● **Brief**
The required output is every record, reproduced exactly.

● **Task inputs**

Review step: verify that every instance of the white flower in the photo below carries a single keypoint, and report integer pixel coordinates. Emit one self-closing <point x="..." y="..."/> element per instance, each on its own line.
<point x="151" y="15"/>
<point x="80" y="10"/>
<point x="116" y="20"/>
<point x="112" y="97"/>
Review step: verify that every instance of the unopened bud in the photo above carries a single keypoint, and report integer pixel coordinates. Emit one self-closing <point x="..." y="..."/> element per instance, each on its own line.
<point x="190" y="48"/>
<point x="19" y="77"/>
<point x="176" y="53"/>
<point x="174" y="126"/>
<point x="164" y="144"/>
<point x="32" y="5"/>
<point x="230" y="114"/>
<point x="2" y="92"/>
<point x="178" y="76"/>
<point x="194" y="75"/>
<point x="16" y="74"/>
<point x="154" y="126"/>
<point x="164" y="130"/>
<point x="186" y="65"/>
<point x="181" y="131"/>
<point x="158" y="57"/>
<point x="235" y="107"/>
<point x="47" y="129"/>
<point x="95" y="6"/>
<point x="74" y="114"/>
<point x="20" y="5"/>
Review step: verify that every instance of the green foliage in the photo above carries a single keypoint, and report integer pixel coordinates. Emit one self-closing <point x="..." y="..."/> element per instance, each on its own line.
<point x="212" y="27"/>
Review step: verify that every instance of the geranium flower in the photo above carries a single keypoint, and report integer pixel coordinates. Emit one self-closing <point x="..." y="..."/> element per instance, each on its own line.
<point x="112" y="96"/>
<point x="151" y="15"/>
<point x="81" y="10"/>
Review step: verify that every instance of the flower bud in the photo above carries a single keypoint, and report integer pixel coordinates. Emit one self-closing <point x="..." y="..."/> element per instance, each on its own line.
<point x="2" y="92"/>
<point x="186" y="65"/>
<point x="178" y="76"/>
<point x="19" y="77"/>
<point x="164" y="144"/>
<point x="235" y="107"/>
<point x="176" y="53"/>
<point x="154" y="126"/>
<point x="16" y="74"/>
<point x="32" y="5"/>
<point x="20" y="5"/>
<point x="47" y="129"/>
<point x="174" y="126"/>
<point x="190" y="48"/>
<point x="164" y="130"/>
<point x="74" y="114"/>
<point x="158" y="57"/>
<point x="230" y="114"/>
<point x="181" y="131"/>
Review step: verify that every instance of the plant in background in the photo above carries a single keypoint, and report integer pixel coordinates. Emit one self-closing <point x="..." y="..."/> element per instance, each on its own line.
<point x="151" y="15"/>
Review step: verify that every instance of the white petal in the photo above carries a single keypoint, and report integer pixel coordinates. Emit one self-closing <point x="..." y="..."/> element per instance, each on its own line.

● **Written reply**
Review step: verify that every instance of the white flower in the photo below carries a single keypoint, and report integer pixel coordinates. Emit one self-closing <point x="..." y="..."/> element per instance, each on its own line.
<point x="151" y="15"/>
<point x="80" y="10"/>
<point x="116" y="20"/>
<point x="112" y="97"/>
Review step: verify that every instance of the unopened bud in the photo above carries a single keypoint, and report integer pixel coordinates. Emit one self-closing <point x="..." y="..."/> element per instance, each on its own line.
<point x="190" y="48"/>
<point x="19" y="77"/>
<point x="176" y="53"/>
<point x="174" y="126"/>
<point x="164" y="144"/>
<point x="32" y="5"/>
<point x="230" y="114"/>
<point x="2" y="92"/>
<point x="178" y="76"/>
<point x="194" y="75"/>
<point x="16" y="74"/>
<point x="154" y="126"/>
<point x="164" y="130"/>
<point x="186" y="65"/>
<point x="181" y="131"/>
<point x="158" y="57"/>
<point x="235" y="107"/>
<point x="47" y="129"/>
<point x="95" y="6"/>
<point x="74" y="114"/>
<point x="20" y="5"/>
Review step: verify that every instance of the green foliage in the photo above carries a single keypoint, and report integer pixel coordinates. Emit one self-closing <point x="..." y="..."/> element per instance, each on its own line.
<point x="212" y="27"/>
Review step: verify that every instance of the geranium flower in the photo above carries a single keypoint, and report integer pixel coordinates. Emit one self-closing <point x="..." y="..."/> element per instance, each on its own line.
<point x="112" y="96"/>
<point x="151" y="15"/>
<point x="81" y="10"/>
Review step: verify that every instance of the flower bud in the photo above carries a single keypoint, and report integer pixel coordinates. Emit one self-closing <point x="..." y="..."/> element per instance, each on its own line.
<point x="2" y="92"/>
<point x="186" y="65"/>
<point x="178" y="76"/>
<point x="19" y="77"/>
<point x="164" y="144"/>
<point x="235" y="107"/>
<point x="176" y="53"/>
<point x="154" y="126"/>
<point x="16" y="74"/>
<point x="32" y="5"/>
<point x="20" y="5"/>
<point x="47" y="129"/>
<point x="174" y="126"/>
<point x="190" y="48"/>
<point x="164" y="130"/>
<point x="74" y="114"/>
<point x="158" y="57"/>
<point x="230" y="114"/>
<point x="181" y="131"/>
Review step: verify that every instance of the plant in background in the photo above carries a single keypoint, and report integer pixel coordinates. Emit one self-closing <point x="..." y="..."/> element per instance, each on its own line.
<point x="151" y="15"/>
Review step: verify that every instance of the white petal in the photo above carries a single keypoint, and report integer pixel coordinates. Emit one self-closing <point x="..." y="..."/> element per instance, each on its own line.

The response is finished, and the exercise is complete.